(Region segmentation data)
────
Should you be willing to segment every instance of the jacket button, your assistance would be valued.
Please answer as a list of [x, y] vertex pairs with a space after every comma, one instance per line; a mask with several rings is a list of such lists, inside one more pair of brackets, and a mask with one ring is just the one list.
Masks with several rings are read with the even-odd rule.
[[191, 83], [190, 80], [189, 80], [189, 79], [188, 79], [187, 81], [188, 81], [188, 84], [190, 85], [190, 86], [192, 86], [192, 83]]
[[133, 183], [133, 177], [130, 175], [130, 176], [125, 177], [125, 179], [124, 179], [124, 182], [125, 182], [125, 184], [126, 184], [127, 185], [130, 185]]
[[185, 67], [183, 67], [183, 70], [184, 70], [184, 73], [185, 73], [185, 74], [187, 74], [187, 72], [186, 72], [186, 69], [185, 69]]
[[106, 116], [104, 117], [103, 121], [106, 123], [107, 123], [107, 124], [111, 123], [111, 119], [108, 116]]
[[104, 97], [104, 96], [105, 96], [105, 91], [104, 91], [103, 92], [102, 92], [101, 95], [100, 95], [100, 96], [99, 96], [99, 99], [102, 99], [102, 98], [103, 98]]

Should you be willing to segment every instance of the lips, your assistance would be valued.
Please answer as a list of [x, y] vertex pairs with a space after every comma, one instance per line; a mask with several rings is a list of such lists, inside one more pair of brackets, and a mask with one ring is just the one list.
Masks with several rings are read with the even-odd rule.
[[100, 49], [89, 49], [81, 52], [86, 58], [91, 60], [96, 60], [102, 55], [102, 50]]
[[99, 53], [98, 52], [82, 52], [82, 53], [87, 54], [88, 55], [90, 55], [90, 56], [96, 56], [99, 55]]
────
_Work to do:_ Convert the material into a two-column CSV with the header request,reply and one row for every request. Put its text in the request column and its answer in the reply column, enclosing each field in quotes and replacing line breaks with spaces.

_Complete response:_
request,reply
"Should you be willing to segment every instance of the jacket button, your assistance would be valued. Please answer as a list of [x, y] vertex pairs with a space after every comma, one instance per line; a mask with several rings is a list of such lists, inside one more pair of brackets, and a mask with one ring is just the one list. Masks with several rings are read with the even-odd rule.","[[191, 83], [190, 80], [189, 80], [189, 79], [188, 79], [187, 81], [188, 81], [188, 84], [190, 85], [190, 86], [192, 86], [192, 83]] [[133, 183], [133, 177], [130, 175], [130, 176], [125, 177], [125, 179], [124, 179], [124, 182], [125, 182], [125, 184], [126, 184], [127, 185], [130, 185]] [[185, 67], [183, 67], [183, 70], [184, 70], [184, 73], [185, 73], [185, 74], [187, 74], [187, 72], [186, 72], [186, 69], [185, 69]] [[106, 116], [104, 117], [103, 121], [106, 123], [107, 123], [107, 124], [111, 123], [111, 119], [108, 116]] [[104, 97], [104, 96], [105, 96], [105, 91], [104, 91], [103, 92], [102, 92], [101, 95], [100, 95], [100, 96], [99, 96], [99, 99], [102, 99], [102, 98], [103, 98]]"
"Should you be willing to segment every instance of the lips, your assistance would be valued. Please answer as a list of [x, y] vertex pairs with a space after every comma, one instance per line; a mask with several rings is a list of such lists, inside one more pair of brackets, and a mask with one ring is just the one list. Masks with several rings are read with the even-odd rule.","[[100, 49], [89, 49], [81, 52], [86, 58], [91, 60], [96, 60], [102, 55], [102, 50]] [[99, 53], [98, 52], [82, 52], [82, 53], [87, 54], [88, 55], [90, 55], [90, 56], [96, 56], [99, 55]]"